*** Source excerpt
So seems that all is good? So the problem comes when I continue the integration longer?
But why do the info statements appear in this order?

[ Info: Initializing simulation...
[ Info: Writing to NetCDF: ./test.nc...
[ Info: Computing NetCDF outputs for time index 1: ["wτ3", "wτ2_yavg", "wτ6_yavg", "wτ1", "wτ5_yavg", "wτ6", "wτ2", "wτ5", "wτ4", "wτ1_yavg", "wτ4_yavg", "wτ3_yavg"]...
[ Info: Computing wτ3 done: time=439.823 ms
[ Info: Computing wτ2_yavg done: time=3.404 seconds
[ Info: Computing wτ6_yavg done: time=3.018 seconds
[ Info: Computing wτ1 done: time=225.326 ms
[ Info: Computing wτ5_yavg done: time=2.950 seconds
[ Info: Computing wτ6 done: time=292.708 μs
[ Info: Computing wτ2 done: time=192.674 ms
[ Info: Computing wτ5 done: time=190.263 ms
[ Info: Computing wτ4 done: time=193.185 ms
[ Info: Computing wτ1_yavg done: time=1.210 seconds
[ Info: Computing wτ4_yavg done: time=2.954 seconds
[ Info: Computing wτ3_yavg done: time=2.953 seconds

?

glwagner · 2023-02-19T21:10:52Z

But why do the info statements appear in this order?
******
§ Set tasks:
• A. In the forum excerpt about the NetCDF output log, how does the order of the "Computing ... done" lines compare with the list of output names in the line for time index 1? Answer in one to three sentences.
• B. Transcribe part of the forum excerpt about the NetCDF output log, starting with "So seems that" and going on through "to NetCDF: ./test.nc...".
• C. Write the next part of the forum excerpt about the NetCDF output log, picking up after its last line.
*** Given information
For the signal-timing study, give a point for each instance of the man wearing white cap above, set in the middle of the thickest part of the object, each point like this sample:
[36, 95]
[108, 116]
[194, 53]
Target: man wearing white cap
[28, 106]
******
§ Responses:
• A. The "Computing ... done" lines come in the same order as the output names in the time index 1 line. That order starts with "wτ3", "wτ2_yavg" and "wτ6_yavg" and ends with "wτ3_yavg". It is not sorted by number.

• B.
So seems that all is good? So the problem comes when I continue the integration longer?
But why do the info statements appear in this order?

[ Info: Initializing simulation...
[ Info: Writing to NetCDF: ./test.nc...

• C.
Because we use Dict for outputs:

Oceananigans.jl/src/OutputWriters/netcdf_output_writer.jl

Line 342 in c929676

    
           outputs = Dict(string(name) => construct_output(outputs[name], model.grid, indices, with_halos) for name in keys(outputs))

so iteration order is not deterministic.

We could use OrderedDict to change that (but I don't think that's a relevant issue in this case?)

navidcy · 2023-02-19T21:13:46Z

But the way @tomchor wrote the example, is outputs_yavg dependent on outputs_full? Seems like it...

E.g.,

outputs_yavg = NamedTuple( Symbol(key, :_yavg)=>Average(val, dims=(2,)) for (key, val) in zip(keys(outputs_full), outputs_full))

?

glwagner · 2023-02-19T21:16:53Z

Oh I see, so there is an assumption that val is computed correctly in here? I'm a little confused by this example, having trouble understanding it.

navidcy · 2023-02-19T21:18:28Z

I also have trouble understanding it...

Perhaps @tomchor can elaborate? Or simplify it to exemplify the issue?

glwagner · 2023-02-19T21:21:57Z

Dependencies between fields are supposed to be accounted for. For example if we write

wc = Field(w * c)
wc_average = Field(Average(wc, dims=1))

then

compute!(wc_average)

should first call compute!(wc). For example:

Oceananigans.jl/src/Fields/field_reductions.jl

Lines 72 to 77 in c929676

    
           function compute!(field::ReducedComputedField, time=nothing) 
        
               reduction = field.operand 
        
               compute_at!(reduction.operand, time) 
        
               reduction.reduce!(field, reduction.operand)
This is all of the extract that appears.